━━━━━ Текст для чтения

Когда родился пр. Ѳеодоръ, объ этомъ также нѣтъ свѣдѣній, какъ и о времени кончины отца его. Знаемъ только, что онъ былъ старшій изъ трехъ сыновей Даніила, и во св. крещеніи былъ названъ Ѳеодоромъ{14}.

Въ исторіи его имя въ первый разъ встрѣчается въ 1386 г., можетъ быть, вскорѣ послѣ кончины отца его, когда король польскій Ягелло и великій князь литовскій Внтовтъ подтвердили за нимъ его Острожское владѣніе и увеличили его удѣлъ округами Заславскимъ и Корецкимъ{15}. Въ 1390 г. Ягелло снова подтвердилъ за нимъ княжества Острожское и Заславское. Въ томъ же году великій князь Витовтъ особою грамотою утвердилъ Ѳеодора въ его имѣніяхъ Бродовѣ, Радосіолкахъ, Радогощѣ, Межиричахъ, Дяковѣ, Свищевѣ и др.{16}.

Послѣ этого исторія молчитъ о пр. Ѳеодоръ до 1408 г. Около этого времени (1399 г.) литовскій князь Свидригайло, нелюбимый Ягелломъ и Витовтомъ за его преданность къ православію и русской народности, былъ схваченъ польскимъ войскомъ, состоящимъ на Волыни, подъ начальствомъ Петра Шафранца Медусскаго и, по повелѣнію Витовта, посаженъ въ кременецкомъ замкѣ въ цѣпяхъ, подъ присмотромъ кременацкаго тогдашняго старосты Конрада Франкельберга (поляка){17}. Это обстоятельство чрезвычайно опечалило православныхъ обитателей Литвы и Волыни, для которыхъ Свидригайло былъ единственною надеждою противъ латино-польскихъ затѣй Ягелла и Витовта. Но особенно ближайшее участіе принялъ въ судьбѣ Свидригайла бл. Ѳеодоръ, князь Острожскій{18}. Съ этою цѣлію онъ подослалъ въ Кременецъ двухъ испытанныхъ человѣкъ рыцарскаго званія: Димитрія и Геліата, которые подъ предлогомъ разныхъ услугъ должны были войти въ милость замковаго старосты Франкельберга. Такимъ образомъ, заручившись ихъ содѣйствіемъ, Ѳеодоръ въ страстный четвертокъ 1408 г. съ пятью стами вооруженныхъ воиновъ явился подъ стѣноми кременецкаго замка и, при содѣйствіи помянутыхъ единомышленниковъ, овладѣвъ замкомъ, умертвилъ старосту Конрада, перерѣзалъ польско-лптовскуіо стражу и ягелловыхъ комиссаровъ и освободивши изъ оковъ Свидригайла, отпустилъ его на волю, откуда тогъ, подъ прикрытіемъ ста пятидесяти волынскихъ всадниковъ, удалился въ Венгрію{19},

Затьмъ въ 1422 г. бл. Ѳеодоръ снова является въ числѣ сподвижниковъ князя Сигизмунда Корыбутовича, отправлявшагося въ Чехію, по просьбѣ жителей города Праги, на помощь противъ нѣмцевъ, ожесточенно старавшихся утопить въ крови ученіе Гусса. «Князь Русскій изъ рода князей Острожскихъ» по выраженію Палацкаго, онъ дѣйствовалъ вмѣстѣ съ Сигизмундомъ до самаго его паденія 1427 г.{20}.

━━━━━━━━━━
━━━━━ Показанные материалы

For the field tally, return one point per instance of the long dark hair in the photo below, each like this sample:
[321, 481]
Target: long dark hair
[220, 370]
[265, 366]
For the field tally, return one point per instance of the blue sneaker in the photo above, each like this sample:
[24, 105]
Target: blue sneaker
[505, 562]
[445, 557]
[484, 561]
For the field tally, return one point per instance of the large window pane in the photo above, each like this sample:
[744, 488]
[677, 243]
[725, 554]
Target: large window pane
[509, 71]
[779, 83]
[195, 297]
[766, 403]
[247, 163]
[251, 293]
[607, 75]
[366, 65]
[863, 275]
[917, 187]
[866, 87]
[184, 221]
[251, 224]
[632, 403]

━━━━━━━━━━

Ответьте, пожалуйста, на вопросы по тексту о князе Феодоре Острожском:
1. Каким по старшинству из сыновей Даниила был Феодор?
2. Какими округами увеличили его удел в 1386 году?
3. Со сколькими вооружёнными воинами Феодор явился под стены кременецкого замка?

1. Старшим из трёх сыновей.
2. Заславским и Корецким.
3. С пятьюстами.